THE DATA>
· · · · · · ·
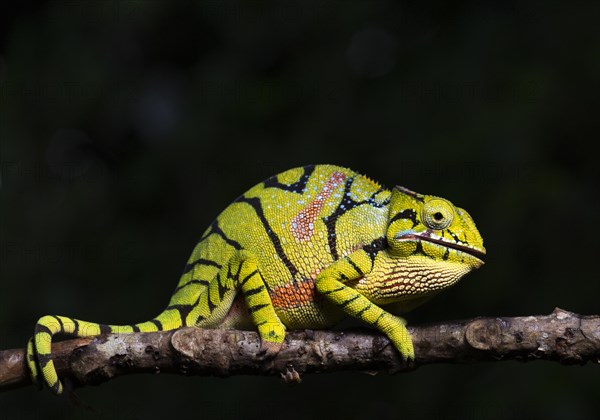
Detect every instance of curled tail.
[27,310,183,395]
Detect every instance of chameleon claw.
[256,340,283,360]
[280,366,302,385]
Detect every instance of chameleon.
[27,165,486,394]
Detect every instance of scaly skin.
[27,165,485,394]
· · · · · · ·
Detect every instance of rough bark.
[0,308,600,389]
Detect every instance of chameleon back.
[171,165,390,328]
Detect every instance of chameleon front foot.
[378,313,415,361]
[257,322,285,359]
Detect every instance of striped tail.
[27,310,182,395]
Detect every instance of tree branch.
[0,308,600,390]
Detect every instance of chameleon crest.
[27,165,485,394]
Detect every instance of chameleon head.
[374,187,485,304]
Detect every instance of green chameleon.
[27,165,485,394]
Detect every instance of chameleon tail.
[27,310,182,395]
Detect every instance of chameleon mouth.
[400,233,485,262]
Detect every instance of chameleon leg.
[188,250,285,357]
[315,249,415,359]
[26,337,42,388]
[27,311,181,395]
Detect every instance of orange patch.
· · · · · · ·
THE PROBLEM> Copy the material word for word, beginning with the line that contains "Detect every instance of chameleon crest." and ending after the line that contains "Detect every instance of orange patch.".

COMPLETE RESPONSE>
Detect every instance of chameleon crest.
[27,165,485,394]
Detect every instance of chameleon head.
[374,187,485,304]
Detect every instance of green chameleon.
[27,165,485,394]
Detect every instance of chameleon tail.
[27,310,182,395]
Detect every instance of chameleon mouth.
[400,233,485,262]
Detect every instance of chameleon leg.
[188,250,285,357]
[315,249,415,359]
[26,337,42,388]
[27,311,181,395]
Detect every instance of orange patch.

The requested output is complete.